- _Texto do documento_:
--

Ana Pinez, aluna de Gestão de Políticas Públicas, diz que teve intoxicação alimentar há cerca de três semanas, pouco antes do abastecimento hídrico do bandejão ser interrompido, e atribui a culpa à água que ingeriu na unidade. “Na mesma semana, só estava comendo no bandejão e o que comia em casa eram só coisas frescas, do mercado. A única coisa diferente era que passava o dia inteiro na EACH, então só bebi água de lá”, conta a estudante.

Nem todos os alunos, no entanto, compartilham dessa desconfiança. Marina Caruso, que cursa Lazer e Turismo, e Luiza Vanini, aluna de Marketing, não veem problema na água do local. “Bebo água daqui e nunca me aconteceu nada”, diz Marina, enquanto mostra uma garrafinha azul que havia acabado de encher no bebedouro. “Na verdade, a gente nem tem muita opção”, complementa Luiza.

Segundo Marina, já aconteceu de apertar o botão do bebedouro e sair uma água branca quando é assim, ela evita tomar. O mesmo ocorreu com a aluna de Gestão Ambiental Francisca Viana, mas, como aprendeu em sala de aula, esse fenômeno é normal e não oferece nenhum risco à saúde. Por isso, consome sem muitas preocupações. “Quando a água sai branca é porque a pressão está muito alta. São apenas umas bolhinhas. Depois de um tempo, elas somem e a água volta ao normal”, diz a estudante.

--

- _Material fornecido_:

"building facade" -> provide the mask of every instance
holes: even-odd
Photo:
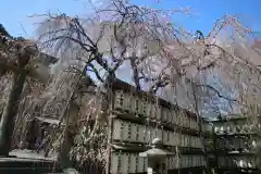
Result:
[[[247,116],[214,121],[214,156],[220,173],[258,173],[260,123]]]
[[[162,173],[203,173],[206,139],[212,129],[208,122],[124,82],[117,80],[112,89],[111,174],[146,173],[148,161],[139,152],[156,137],[174,153],[165,159]]]

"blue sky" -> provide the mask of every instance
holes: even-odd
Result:
[[[85,0],[87,1],[87,0]],[[70,15],[84,15],[88,12],[84,0],[3,0],[0,7],[0,23],[14,36],[32,37],[37,18],[28,17],[58,10]],[[189,30],[208,33],[216,18],[224,14],[239,14],[244,23],[253,30],[261,30],[261,0],[133,0],[138,4],[152,8],[173,9],[179,7],[192,8],[194,16],[175,15],[178,22]],[[22,27],[22,26],[23,27]]]

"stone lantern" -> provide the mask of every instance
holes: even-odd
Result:
[[[148,158],[148,174],[162,174],[161,171],[165,170],[165,159],[167,156],[172,154],[174,153],[162,149],[162,141],[160,138],[154,138],[152,140],[152,148],[139,153],[139,157]]]

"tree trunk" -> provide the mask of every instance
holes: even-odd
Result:
[[[60,164],[62,169],[72,167],[72,161],[70,160],[70,151],[74,144],[74,135],[75,135],[75,123],[78,116],[78,105],[71,101],[69,113],[65,117],[65,130],[64,130],[64,138],[60,149]]]
[[[13,136],[14,119],[17,114],[18,101],[25,84],[25,73],[14,73],[12,88],[0,122],[0,156],[9,156]]]

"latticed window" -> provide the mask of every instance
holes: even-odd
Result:
[[[117,156],[117,173],[122,173],[122,156],[121,153],[116,153]]]
[[[158,120],[158,121],[161,120],[161,112],[162,112],[161,105],[157,105],[157,120]]]
[[[116,91],[116,108],[124,109],[124,92]]]
[[[139,98],[136,97],[135,99],[135,113],[139,113]]]

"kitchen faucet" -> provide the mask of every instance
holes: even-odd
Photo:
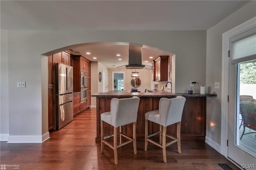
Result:
[[[172,93],[172,83],[170,82],[170,81],[168,81],[167,83],[166,83],[166,84],[165,85],[165,87],[167,87],[167,84],[168,84],[168,83],[171,83],[171,93]]]

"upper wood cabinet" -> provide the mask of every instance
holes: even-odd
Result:
[[[155,61],[154,75],[155,76],[154,77],[154,81],[166,81],[168,80],[168,55],[160,55]]]
[[[81,91],[80,87],[80,71],[86,72],[87,73],[87,87],[90,86],[88,82],[88,77],[91,77],[90,63],[91,61],[82,55],[72,55],[72,58],[74,60],[73,67],[73,88],[74,92]],[[90,71],[89,71],[90,69]],[[90,84],[89,84],[90,83]]]
[[[169,72],[169,79],[172,79],[172,57],[170,56],[169,57],[169,65],[170,65],[170,71]]]
[[[151,61],[152,65],[152,81],[156,81],[156,67],[155,66],[155,61],[153,60]]]
[[[53,55],[53,62],[70,65],[70,54],[62,51]]]
[[[82,59],[80,60],[80,70],[85,72],[87,71],[87,63]]]

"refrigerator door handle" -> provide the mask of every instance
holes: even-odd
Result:
[[[66,89],[68,90],[68,68],[66,67]]]

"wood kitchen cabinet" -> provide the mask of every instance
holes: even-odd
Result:
[[[90,71],[89,72],[88,72],[88,70],[87,69],[87,67],[88,65],[90,65],[90,63],[92,61],[80,55],[72,55],[72,58],[74,60],[74,67],[73,69],[74,74],[74,91],[81,92],[80,87],[81,76],[80,71],[82,71],[86,72],[87,73],[87,79],[88,79],[88,77],[90,78],[90,67],[89,67],[90,69]],[[86,66],[84,67],[85,65],[86,65]],[[84,67],[85,69],[82,70],[81,69],[83,67]],[[87,86],[89,84],[88,81],[88,80],[87,80]]]
[[[87,107],[90,107],[91,106],[91,90],[88,90],[87,91]]]
[[[170,56],[169,57],[169,63],[170,65],[170,70],[169,72],[169,79],[172,79],[172,56]]]
[[[80,71],[85,72],[87,73],[87,101],[81,103],[79,97],[79,107],[78,105],[76,107],[74,106],[74,116],[75,116],[84,110],[86,109],[91,105],[91,61],[82,55],[72,55],[73,59],[73,87],[74,92],[81,92],[80,89]],[[80,94],[79,93],[80,95]],[[76,110],[75,110],[76,109]],[[75,112],[76,113],[75,114]]]
[[[80,93],[74,93],[73,95],[73,115],[75,116],[80,112]]]
[[[152,81],[156,81],[156,67],[155,66],[155,61],[153,60],[151,61],[152,65]]]
[[[168,55],[160,55],[155,61],[154,74],[154,75],[155,75],[154,77],[155,81],[166,81],[168,80]]]
[[[54,111],[54,71],[53,55],[48,57],[48,130],[54,127],[55,114]]]
[[[87,63],[82,59],[80,60],[80,70],[84,72],[87,71]]]
[[[70,54],[68,51],[62,51],[48,56],[48,130],[55,126],[54,70],[55,63],[70,64]]]
[[[53,62],[70,65],[70,55],[65,51],[60,52],[53,55]]]

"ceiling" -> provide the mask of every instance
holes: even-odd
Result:
[[[1,30],[206,30],[249,2],[1,0],[0,26]],[[96,43],[72,49],[115,68],[128,64],[128,45]],[[151,65],[144,62],[152,60],[150,56],[171,54],[144,46],[142,64]]]

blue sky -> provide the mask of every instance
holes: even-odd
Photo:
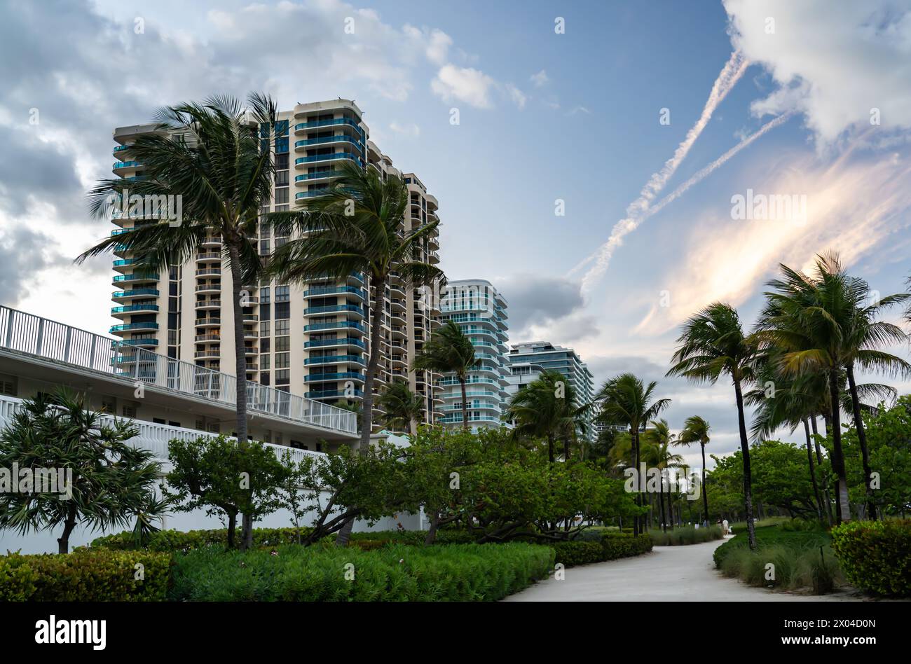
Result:
[[[730,452],[730,386],[662,378],[687,315],[723,300],[750,325],[777,263],[807,268],[826,249],[882,293],[911,273],[909,5],[4,0],[4,303],[96,332],[109,324],[109,261],[69,261],[107,232],[82,197],[108,175],[115,126],[213,93],[264,89],[282,107],[354,98],[377,144],[439,199],[449,277],[487,279],[512,303],[513,341],[574,346],[599,383],[627,370],[660,380],[671,425],[703,414],[716,451]],[[807,218],[732,219],[732,197],[748,189],[804,196]],[[624,219],[636,229],[592,272],[597,260],[582,261]]]

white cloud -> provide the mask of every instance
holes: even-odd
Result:
[[[723,0],[732,42],[778,88],[756,114],[805,114],[822,147],[845,132],[911,128],[911,7],[890,0]],[[774,20],[769,34],[767,19]]]
[[[544,86],[550,78],[548,77],[548,72],[544,69],[537,72],[537,74],[532,74],[528,80],[535,84],[535,87],[541,87]]]
[[[440,67],[430,82],[434,93],[444,101],[462,101],[476,108],[490,108],[490,90],[496,81],[482,71],[448,64]]]

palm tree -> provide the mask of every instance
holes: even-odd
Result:
[[[189,260],[204,239],[221,238],[233,291],[237,439],[243,444],[248,440],[243,288],[256,283],[261,271],[255,248],[257,221],[262,202],[271,196],[274,172],[271,152],[261,149],[256,129],[271,130],[275,117],[275,102],[261,94],[250,95],[246,107],[234,97],[219,96],[159,109],[155,130],[129,146],[131,158],[142,164],[144,178],[101,180],[88,194],[89,208],[94,215],[107,217],[118,199],[177,197],[165,199],[181,201],[182,219],[177,224],[164,220],[137,223],[129,232],[101,240],[76,260],[81,263],[107,251],[128,251],[135,256],[137,273],[156,271]],[[244,546],[250,547],[251,515],[244,515],[243,527]]]
[[[729,304],[714,302],[683,324],[677,339],[681,345],[674,352],[669,376],[683,376],[701,383],[714,384],[722,373],[731,377],[737,403],[741,454],[743,457],[743,502],[746,511],[750,548],[756,548],[756,529],[752,518],[752,491],[750,469],[750,444],[743,417],[743,387],[752,379],[752,364],[757,357],[757,341],[745,335],[737,311]]]
[[[877,350],[879,346],[906,339],[896,325],[873,319],[885,307],[904,301],[905,295],[891,295],[866,305],[869,288],[859,278],[847,275],[837,254],[816,258],[812,276],[782,265],[783,278],[769,282],[760,329],[770,346],[782,351],[782,371],[787,375],[821,373],[829,391],[829,428],[832,433],[832,466],[837,477],[837,521],[851,519],[847,477],[841,442],[841,390],[843,370],[848,373],[852,413],[864,459],[867,503],[873,506],[866,437],[862,434],[859,387],[854,367],[906,375],[911,370],[904,360]],[[863,438],[862,438],[863,436]]]
[[[386,426],[397,431],[417,434],[417,422],[424,414],[424,400],[408,387],[408,383],[396,381],[390,384],[376,399],[376,405],[385,412]]]
[[[677,437],[677,444],[689,446],[698,443],[702,453],[702,485],[701,491],[702,494],[702,520],[706,525],[709,523],[709,492],[705,486],[705,446],[709,444],[711,440],[709,436],[711,429],[711,426],[703,418],[699,415],[691,415],[684,420],[683,430]]]
[[[569,460],[569,444],[586,427],[589,404],[578,404],[576,391],[559,372],[545,372],[523,386],[509,401],[507,417],[516,423],[517,436],[545,438],[548,459],[556,461],[555,445],[563,442],[563,460]]]
[[[600,404],[599,419],[608,424],[625,424],[630,427],[632,442],[633,462],[636,473],[640,471],[640,432],[647,423],[658,417],[661,411],[670,405],[670,399],[652,401],[658,383],[652,381],[646,386],[632,373],[620,373],[607,381],[599,391],[595,401]],[[641,506],[641,483],[637,483],[636,502]],[[633,534],[640,532],[640,517],[633,518]]]
[[[286,282],[347,279],[365,272],[370,281],[370,356],[363,378],[360,454],[370,449],[374,424],[374,380],[380,362],[384,297],[390,278],[405,289],[442,284],[443,271],[419,259],[439,225],[431,221],[407,228],[408,189],[401,178],[380,178],[374,169],[345,161],[325,195],[312,199],[306,209],[273,212],[270,222],[276,235],[293,236],[272,255],[267,273]],[[336,543],[348,543],[353,520],[339,531]]]
[[[673,529],[673,511],[670,500],[670,481],[667,481],[668,488],[668,518],[664,516],[664,476],[670,468],[680,467],[683,463],[683,457],[680,455],[670,454],[670,447],[677,444],[677,436],[670,433],[670,426],[665,419],[652,421],[650,429],[645,432],[647,449],[649,449],[647,463],[651,463],[654,467],[661,472],[661,485],[659,490],[659,501],[661,506],[661,527],[664,532],[668,530],[668,520],[670,521],[670,528]]]
[[[477,365],[475,346],[455,322],[447,321],[431,335],[424,350],[412,362],[412,368],[418,371],[455,373],[462,386],[462,426],[468,429],[468,395],[466,383],[468,372]]]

--

- _Conjunto de tarefas_:
1. Liste todos os cursos frequentados pelas estudantes citadas no texto sobre a água da EACH.
2. Repita o trecho do texto sobre a água da EACH que começa em "Segundo Marina, já" e termina em "diz a estudante.".
Baseie-se exclusivamente no texto, sem recorrer aos registros.

- _Respostas_:
1. Gestão de Políticas Públicas, Lazer e Turismo, Marketing e Gestão Ambiental.

2.
Segundo Marina, já aconteceu de apertar o botão do bebedouro e sair uma água branca quando é assim, ela evita tomar. O mesmo ocorreu com a aluna de Gestão Ambiental Francisca Viana, mas, como aprendeu em sala de aula, esse fenômeno é normal e não oferece nenhum risco à saúde. Por isso, consome sem muitas preocupações. “Quando a água sai branca é porque a pressão está muito alta. São apenas umas bolhinhas. Depois de um tempo, elas somem e a água volta ao normal”, diz a estudante.